— begin Records supplied —

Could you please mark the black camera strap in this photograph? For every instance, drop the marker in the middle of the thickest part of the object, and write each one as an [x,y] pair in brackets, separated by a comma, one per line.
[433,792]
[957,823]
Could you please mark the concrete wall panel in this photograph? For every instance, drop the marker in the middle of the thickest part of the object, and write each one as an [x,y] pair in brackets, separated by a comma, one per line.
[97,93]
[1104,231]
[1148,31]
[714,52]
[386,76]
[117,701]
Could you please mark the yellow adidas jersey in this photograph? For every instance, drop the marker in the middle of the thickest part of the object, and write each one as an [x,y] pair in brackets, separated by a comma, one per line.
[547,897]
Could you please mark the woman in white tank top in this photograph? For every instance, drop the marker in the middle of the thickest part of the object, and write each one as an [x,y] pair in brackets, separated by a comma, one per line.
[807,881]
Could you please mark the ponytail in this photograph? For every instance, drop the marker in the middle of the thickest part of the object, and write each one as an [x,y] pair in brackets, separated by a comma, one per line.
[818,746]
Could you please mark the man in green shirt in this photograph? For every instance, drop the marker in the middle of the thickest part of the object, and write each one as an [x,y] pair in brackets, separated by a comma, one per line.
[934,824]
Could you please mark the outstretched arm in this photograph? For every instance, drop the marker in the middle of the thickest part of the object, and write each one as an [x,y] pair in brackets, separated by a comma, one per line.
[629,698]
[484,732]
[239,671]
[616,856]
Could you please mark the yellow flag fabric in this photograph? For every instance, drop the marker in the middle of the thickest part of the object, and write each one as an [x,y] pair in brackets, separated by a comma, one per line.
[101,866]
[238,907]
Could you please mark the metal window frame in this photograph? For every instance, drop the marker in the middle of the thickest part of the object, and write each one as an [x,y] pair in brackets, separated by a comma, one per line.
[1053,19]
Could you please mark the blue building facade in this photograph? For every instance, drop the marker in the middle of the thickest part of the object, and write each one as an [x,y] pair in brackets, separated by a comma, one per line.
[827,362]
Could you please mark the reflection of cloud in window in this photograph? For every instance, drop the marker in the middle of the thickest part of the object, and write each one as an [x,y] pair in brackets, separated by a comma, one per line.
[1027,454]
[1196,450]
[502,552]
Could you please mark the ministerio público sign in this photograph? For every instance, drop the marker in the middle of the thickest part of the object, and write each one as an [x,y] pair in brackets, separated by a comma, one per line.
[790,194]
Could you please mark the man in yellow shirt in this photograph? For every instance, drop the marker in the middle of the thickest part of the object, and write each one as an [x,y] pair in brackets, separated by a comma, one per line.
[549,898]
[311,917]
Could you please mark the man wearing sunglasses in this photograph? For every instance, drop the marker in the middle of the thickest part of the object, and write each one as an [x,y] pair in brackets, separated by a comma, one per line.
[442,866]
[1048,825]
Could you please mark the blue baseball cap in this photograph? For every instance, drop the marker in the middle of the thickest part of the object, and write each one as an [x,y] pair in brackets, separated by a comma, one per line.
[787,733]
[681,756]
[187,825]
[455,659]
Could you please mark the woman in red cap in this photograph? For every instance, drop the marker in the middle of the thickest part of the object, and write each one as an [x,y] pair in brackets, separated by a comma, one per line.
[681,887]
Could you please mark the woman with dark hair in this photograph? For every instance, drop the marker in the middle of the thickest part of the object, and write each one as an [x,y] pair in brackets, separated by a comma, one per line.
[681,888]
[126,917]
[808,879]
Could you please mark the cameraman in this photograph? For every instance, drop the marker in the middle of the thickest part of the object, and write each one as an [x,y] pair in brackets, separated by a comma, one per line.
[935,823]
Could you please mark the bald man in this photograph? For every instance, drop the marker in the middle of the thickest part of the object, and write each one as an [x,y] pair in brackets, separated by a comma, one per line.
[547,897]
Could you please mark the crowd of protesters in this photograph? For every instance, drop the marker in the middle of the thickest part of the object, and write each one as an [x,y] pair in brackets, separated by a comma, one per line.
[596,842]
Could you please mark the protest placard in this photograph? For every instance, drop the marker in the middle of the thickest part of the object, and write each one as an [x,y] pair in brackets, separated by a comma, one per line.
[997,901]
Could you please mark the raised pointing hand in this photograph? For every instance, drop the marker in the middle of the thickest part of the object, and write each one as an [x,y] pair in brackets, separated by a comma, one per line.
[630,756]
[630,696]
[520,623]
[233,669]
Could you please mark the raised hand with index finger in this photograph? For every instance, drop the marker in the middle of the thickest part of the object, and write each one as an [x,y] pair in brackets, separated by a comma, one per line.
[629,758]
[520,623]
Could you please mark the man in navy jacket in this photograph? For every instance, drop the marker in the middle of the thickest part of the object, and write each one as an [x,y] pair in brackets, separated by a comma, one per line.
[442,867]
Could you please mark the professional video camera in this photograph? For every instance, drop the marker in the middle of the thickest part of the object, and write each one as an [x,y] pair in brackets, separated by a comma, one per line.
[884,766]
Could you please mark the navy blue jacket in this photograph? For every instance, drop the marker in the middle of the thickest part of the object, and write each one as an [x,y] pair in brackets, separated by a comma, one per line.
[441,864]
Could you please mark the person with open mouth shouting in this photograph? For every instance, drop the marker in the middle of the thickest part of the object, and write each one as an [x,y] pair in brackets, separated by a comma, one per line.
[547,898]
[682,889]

— end Records supplied —

Work required = Find the line containing "Could you please mark the protest", then output it and every line after it to the end of the data, exactly.

Written response =
Could you please mark the protest placard in this photograph? For every instance, drop the marker in the middle of the thickest part of the object, and write each one as an [x,y] pair in brackets, separated by a comma, one per line.
[997,901]
Could you please mark the raised pointing hand in this photograph? For every instance, drop the marker in the middle of the thickest part of the object, and write each one as an [x,y] pair in brackets, separated by a comma, one per line.
[630,756]
[630,696]
[520,623]
[233,669]
Could you please mark the raised hand with index finger in this photograph? For every instance, drop the marker in the middle of the thickest part of the object, and write each one as an [x,y] pair in brackets, separated by a comma, one per line.
[629,758]
[520,623]
Could you please mark the man in navy jacket in this photograph? For every instance, drop the marker in the middle of the thickest part of the object, and write each one as an [x,y] pair in brackets, separated by a comma, one per line.
[442,867]
Could you please mark the professional video camera in this photograph? For every instance, drop the marker in the middle of the thickest part of the object, and write each one as an [x,y] pair in brackets, separated by a comma, one per line.
[884,766]
Could you please mark the navy blue jacket in this photograph? For every instance, drop the marker in the middle of the thickest part of the object, and write each one as an [x,y] pair in brackets, separated by a comma, one per line.
[441,864]
Could you please mark the person with open mouth shouting in this photograph? For every instance, drop the marker in the middle of the thickest part of the object, and write each one as an [x,y] pair in brackets, separated by a comma, one per line.
[547,898]
[682,889]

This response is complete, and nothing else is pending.